- [Given text]:
============
All of lore.kernel.org
 help / color / mirror / Atom feed
* [PATCH RFC ipsec] xfrm: fix panic in xfrm_delete from userspace on ARM 32
@ 2022-05-12  7:44 Antony Antony
  2022-05-12 17:54 ` Leon Romanovsky
  0 siblings, 1 reply; 4+ messages in thread
From: Antony Antony @ 2022-05-12  7:44 UTC (permalink / raw)
  To: Steffen Klassert; +Cc: netdev, Tobias Brunner

A kernel panic was reported on ARM 32 architecture.
In spite of initialization, x = kmem_cache_zalloc(xfrm_state_cache, GFP_ATOMIC),
x->mapping_maxage appears to be nozero and cause kernel panic in
xfrm_state_delete().

https://github.com/strongswan/strongswan/issues/992

(__xfrm_state_delete) from [<c091ad58>] (xfrm_state_delete+0x24/0x44)
(xfrm_state_delete) from [<bf4c31e4>] (xfrm_del_sa+0x94/0xe4 [xfrm_user])
(xfrm_del_sa [xfrm_user]) from [<bf4c2180>] (xfrm_user_rcv_msg+0xe0/0x1d0 [xfrm_user])
(xfrm_user_rcv_msg [xfrm_user]) from [<c0878da4>] (netlink_rcv_skb+0xd8/0x148)
(netlink_rcv_skb) from [<bf4c1724>] (xfrm_netlink_rcv+0x2c/0x48 [xfrm_user])
(xfrm_netlink_rcv [xfrm_user]) from [<c0878408>] (netlink_unicast+0x208/0x31c)
(netlink_unicast) from [<c0878710>] (netlink_sendmsg+0x1f4/0x468)
(netlink_sendmsg) from [<c07e1408>] (__sys_sendto+0xd4/0x13c)

Even if x->mapping_maxage is non zero I can't explain the cause of panic.
However, roth-m reports setting  x->mapping_maxage = 0 fix the panic!

I am still not sure of the cause. So I proposing the fix as an RFC.
Anyone has experience with nondeterministic kmem_cache_zalloc() on 32 bit ARM hardware?
Note other initializations in xfrm_state_alloc() x->replay_maxage = 0. I
wonder why those were added when there is kmem_cache_zalloc call above.
============
- [Supplied records]:

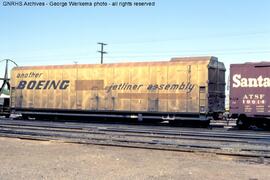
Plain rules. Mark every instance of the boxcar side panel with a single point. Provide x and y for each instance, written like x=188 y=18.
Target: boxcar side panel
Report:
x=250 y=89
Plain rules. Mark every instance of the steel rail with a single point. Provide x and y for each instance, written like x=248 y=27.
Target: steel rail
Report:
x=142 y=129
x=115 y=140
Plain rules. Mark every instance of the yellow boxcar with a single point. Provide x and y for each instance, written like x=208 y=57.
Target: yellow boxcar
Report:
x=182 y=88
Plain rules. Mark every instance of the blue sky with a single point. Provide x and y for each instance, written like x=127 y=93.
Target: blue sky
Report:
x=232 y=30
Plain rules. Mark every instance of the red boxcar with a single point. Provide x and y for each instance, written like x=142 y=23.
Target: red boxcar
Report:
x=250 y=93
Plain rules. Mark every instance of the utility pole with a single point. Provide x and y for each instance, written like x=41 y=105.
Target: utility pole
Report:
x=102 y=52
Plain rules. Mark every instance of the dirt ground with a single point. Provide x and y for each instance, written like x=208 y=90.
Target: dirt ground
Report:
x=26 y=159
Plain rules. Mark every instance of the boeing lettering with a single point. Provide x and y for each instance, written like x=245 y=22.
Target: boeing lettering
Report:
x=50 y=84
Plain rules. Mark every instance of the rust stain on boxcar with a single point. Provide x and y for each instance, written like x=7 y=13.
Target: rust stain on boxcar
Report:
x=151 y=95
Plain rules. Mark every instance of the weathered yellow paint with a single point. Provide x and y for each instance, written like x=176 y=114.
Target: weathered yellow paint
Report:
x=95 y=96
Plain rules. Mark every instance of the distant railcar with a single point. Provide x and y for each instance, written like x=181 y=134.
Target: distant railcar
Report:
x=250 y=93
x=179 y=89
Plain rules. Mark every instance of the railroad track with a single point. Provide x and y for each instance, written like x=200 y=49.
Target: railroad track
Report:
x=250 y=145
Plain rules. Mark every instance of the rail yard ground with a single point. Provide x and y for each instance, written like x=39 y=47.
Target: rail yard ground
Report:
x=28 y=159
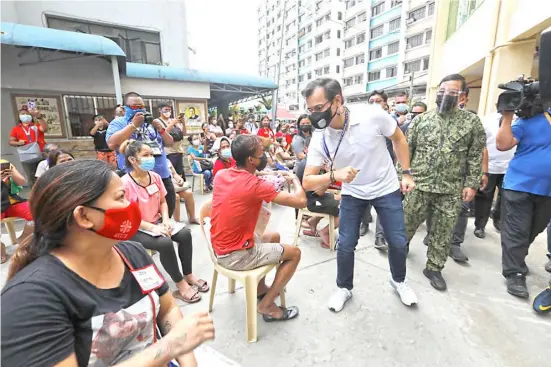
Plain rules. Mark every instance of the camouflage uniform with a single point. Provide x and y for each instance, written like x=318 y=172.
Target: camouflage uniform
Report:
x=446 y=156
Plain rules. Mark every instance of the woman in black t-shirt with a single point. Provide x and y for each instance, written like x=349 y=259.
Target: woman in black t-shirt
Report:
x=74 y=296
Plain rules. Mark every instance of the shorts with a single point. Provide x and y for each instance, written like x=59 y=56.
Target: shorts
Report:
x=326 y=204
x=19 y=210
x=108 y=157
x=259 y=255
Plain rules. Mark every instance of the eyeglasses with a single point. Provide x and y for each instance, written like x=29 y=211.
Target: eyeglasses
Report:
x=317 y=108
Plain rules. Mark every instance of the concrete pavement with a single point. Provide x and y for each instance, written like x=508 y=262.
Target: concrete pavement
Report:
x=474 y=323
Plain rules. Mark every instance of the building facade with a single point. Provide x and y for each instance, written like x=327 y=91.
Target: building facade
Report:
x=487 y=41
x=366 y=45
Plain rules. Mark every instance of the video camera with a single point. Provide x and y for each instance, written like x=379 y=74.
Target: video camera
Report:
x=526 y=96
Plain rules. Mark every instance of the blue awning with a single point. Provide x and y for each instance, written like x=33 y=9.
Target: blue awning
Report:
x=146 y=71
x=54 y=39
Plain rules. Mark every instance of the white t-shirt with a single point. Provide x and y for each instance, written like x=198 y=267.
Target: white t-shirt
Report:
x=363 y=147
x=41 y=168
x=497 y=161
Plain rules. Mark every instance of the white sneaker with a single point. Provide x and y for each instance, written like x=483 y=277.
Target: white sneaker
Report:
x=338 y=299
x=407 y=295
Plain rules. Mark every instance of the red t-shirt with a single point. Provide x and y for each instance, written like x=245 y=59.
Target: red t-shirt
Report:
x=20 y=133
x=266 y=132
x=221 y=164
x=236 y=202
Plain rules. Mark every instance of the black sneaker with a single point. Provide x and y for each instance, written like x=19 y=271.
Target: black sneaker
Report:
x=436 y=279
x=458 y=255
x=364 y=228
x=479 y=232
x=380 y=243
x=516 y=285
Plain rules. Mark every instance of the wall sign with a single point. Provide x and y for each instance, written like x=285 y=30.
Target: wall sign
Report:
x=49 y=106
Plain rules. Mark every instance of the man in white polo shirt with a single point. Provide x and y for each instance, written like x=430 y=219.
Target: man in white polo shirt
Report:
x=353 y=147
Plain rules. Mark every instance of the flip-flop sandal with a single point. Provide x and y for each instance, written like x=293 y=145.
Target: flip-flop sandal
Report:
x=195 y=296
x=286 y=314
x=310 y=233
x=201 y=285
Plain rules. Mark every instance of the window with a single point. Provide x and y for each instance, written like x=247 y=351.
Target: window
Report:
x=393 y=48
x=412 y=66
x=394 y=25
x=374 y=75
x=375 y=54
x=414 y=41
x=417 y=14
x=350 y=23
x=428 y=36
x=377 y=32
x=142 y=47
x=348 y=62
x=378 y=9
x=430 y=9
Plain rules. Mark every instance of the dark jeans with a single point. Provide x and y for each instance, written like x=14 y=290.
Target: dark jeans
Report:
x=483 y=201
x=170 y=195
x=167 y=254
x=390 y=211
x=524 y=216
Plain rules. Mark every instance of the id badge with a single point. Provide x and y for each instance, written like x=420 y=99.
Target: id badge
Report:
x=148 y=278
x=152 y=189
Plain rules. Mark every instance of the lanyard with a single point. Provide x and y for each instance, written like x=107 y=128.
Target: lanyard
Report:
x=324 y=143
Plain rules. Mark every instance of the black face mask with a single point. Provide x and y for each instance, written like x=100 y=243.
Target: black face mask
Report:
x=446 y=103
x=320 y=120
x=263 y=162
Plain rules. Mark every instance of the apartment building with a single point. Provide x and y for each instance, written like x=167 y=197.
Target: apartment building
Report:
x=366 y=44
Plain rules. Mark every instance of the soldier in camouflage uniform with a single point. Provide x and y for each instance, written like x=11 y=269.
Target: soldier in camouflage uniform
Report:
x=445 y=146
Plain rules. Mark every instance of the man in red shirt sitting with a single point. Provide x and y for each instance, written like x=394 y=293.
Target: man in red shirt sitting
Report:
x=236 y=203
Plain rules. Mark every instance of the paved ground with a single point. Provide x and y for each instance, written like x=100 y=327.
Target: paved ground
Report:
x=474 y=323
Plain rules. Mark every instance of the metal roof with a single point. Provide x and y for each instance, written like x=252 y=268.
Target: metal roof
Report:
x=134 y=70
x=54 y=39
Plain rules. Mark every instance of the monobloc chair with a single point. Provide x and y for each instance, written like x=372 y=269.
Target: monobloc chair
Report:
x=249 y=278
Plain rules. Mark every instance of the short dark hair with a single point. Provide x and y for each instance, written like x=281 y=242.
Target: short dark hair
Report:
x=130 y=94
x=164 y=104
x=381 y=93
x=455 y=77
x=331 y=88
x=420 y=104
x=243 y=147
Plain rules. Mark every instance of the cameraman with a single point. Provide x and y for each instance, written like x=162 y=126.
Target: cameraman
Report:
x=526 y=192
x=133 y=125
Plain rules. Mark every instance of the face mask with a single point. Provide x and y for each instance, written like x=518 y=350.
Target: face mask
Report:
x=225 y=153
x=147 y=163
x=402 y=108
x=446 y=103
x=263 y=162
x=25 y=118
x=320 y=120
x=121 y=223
============
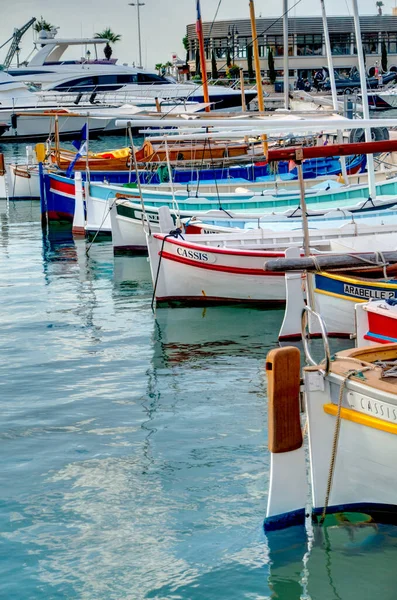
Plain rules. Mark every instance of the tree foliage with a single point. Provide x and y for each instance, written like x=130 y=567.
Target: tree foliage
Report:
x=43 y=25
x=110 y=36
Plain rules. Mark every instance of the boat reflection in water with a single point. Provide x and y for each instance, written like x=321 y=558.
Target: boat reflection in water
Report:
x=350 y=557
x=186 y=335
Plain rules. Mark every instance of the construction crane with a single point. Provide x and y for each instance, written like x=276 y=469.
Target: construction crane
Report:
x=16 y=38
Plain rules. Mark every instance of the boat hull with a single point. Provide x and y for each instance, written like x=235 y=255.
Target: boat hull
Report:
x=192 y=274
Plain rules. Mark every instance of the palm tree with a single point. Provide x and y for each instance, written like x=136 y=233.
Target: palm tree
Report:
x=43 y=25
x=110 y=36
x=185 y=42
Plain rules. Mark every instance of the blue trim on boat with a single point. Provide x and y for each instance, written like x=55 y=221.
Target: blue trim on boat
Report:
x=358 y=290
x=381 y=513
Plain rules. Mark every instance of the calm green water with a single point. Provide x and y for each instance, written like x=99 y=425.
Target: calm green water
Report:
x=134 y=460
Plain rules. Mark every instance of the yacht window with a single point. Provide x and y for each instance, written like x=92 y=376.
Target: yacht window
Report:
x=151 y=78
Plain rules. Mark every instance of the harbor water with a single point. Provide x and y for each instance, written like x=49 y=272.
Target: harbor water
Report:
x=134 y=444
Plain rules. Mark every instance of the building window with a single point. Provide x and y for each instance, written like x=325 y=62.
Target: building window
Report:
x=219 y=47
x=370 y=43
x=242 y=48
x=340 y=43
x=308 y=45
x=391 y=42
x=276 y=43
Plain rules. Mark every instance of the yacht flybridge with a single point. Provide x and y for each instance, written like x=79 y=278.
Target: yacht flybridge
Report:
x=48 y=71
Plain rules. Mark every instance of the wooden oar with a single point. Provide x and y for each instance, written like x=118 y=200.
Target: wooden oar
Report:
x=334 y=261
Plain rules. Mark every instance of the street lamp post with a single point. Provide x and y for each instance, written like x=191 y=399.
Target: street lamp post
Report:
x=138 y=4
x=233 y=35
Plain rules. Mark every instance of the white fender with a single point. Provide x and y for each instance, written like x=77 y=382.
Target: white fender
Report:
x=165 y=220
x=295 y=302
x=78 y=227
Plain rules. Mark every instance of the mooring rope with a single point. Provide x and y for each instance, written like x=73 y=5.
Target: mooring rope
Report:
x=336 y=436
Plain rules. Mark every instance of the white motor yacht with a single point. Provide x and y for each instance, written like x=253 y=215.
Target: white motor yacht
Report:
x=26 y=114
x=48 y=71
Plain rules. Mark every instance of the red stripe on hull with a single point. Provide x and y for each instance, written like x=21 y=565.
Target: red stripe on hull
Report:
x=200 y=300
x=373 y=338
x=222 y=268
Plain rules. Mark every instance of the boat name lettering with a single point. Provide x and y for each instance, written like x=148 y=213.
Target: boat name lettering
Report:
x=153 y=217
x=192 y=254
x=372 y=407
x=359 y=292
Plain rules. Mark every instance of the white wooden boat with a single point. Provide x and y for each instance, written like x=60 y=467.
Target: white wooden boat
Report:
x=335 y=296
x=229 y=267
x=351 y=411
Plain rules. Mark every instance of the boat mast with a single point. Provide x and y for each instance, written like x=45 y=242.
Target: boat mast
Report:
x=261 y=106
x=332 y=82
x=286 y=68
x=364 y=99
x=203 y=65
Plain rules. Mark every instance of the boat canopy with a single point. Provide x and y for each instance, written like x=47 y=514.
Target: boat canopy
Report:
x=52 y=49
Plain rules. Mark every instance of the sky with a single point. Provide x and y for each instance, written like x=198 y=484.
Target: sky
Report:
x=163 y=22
============
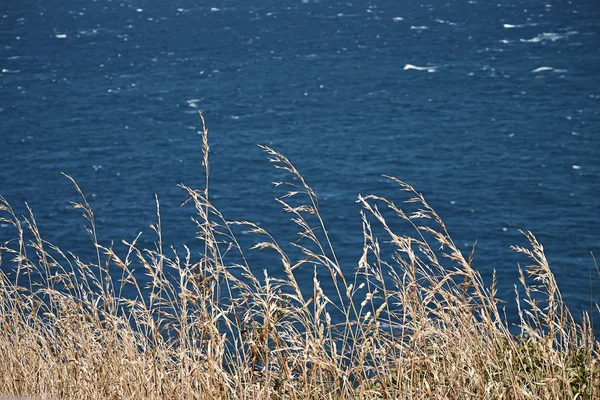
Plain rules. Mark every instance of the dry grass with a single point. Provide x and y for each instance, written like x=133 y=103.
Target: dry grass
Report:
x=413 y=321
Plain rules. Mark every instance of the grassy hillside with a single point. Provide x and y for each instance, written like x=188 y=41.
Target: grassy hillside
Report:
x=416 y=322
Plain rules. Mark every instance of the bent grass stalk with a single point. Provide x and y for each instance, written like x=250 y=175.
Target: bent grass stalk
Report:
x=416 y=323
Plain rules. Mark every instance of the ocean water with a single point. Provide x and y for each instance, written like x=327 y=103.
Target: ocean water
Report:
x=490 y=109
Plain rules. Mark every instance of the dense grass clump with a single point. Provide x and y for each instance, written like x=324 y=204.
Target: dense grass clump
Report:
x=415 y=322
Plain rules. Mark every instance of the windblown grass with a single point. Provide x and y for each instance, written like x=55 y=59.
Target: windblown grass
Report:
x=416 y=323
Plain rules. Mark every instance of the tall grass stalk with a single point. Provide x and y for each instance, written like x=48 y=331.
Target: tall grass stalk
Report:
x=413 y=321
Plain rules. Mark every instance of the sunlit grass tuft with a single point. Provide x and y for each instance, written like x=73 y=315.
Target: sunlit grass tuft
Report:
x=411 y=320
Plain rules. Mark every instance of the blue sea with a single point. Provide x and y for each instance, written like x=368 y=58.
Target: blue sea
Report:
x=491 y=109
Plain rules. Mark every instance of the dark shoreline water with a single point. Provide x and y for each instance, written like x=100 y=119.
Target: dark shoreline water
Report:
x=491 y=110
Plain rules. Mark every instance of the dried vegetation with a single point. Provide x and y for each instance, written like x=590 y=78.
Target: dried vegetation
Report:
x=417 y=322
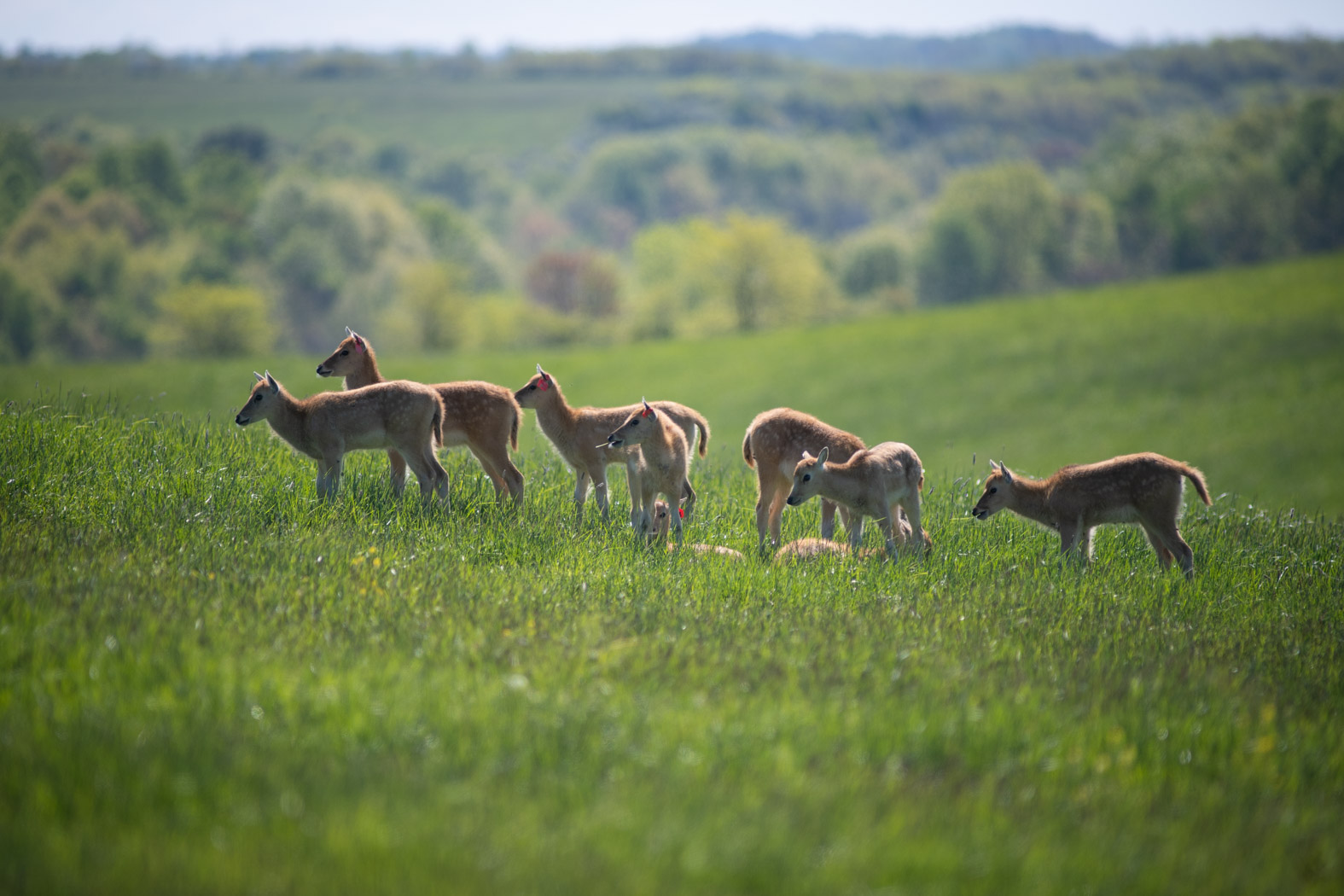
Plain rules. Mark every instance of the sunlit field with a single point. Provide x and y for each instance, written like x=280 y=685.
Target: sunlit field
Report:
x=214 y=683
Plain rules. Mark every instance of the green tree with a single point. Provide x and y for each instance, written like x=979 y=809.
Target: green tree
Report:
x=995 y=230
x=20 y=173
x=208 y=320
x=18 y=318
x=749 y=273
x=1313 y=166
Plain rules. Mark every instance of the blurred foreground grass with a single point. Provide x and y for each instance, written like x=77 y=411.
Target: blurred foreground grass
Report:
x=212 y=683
============
- [Task objective]: Using the xfrm patch post above, please explain in one to three sentences why the fix is put forward as an RFC.

- [Answer below]: Antony Antony proposes the fix as an RFC because the cause of the panic is still unclear. Even a nonzero x->mapping_maxage can't explain the panic, though roth-m reports that setting x->mapping_maxage = 0 fixes it.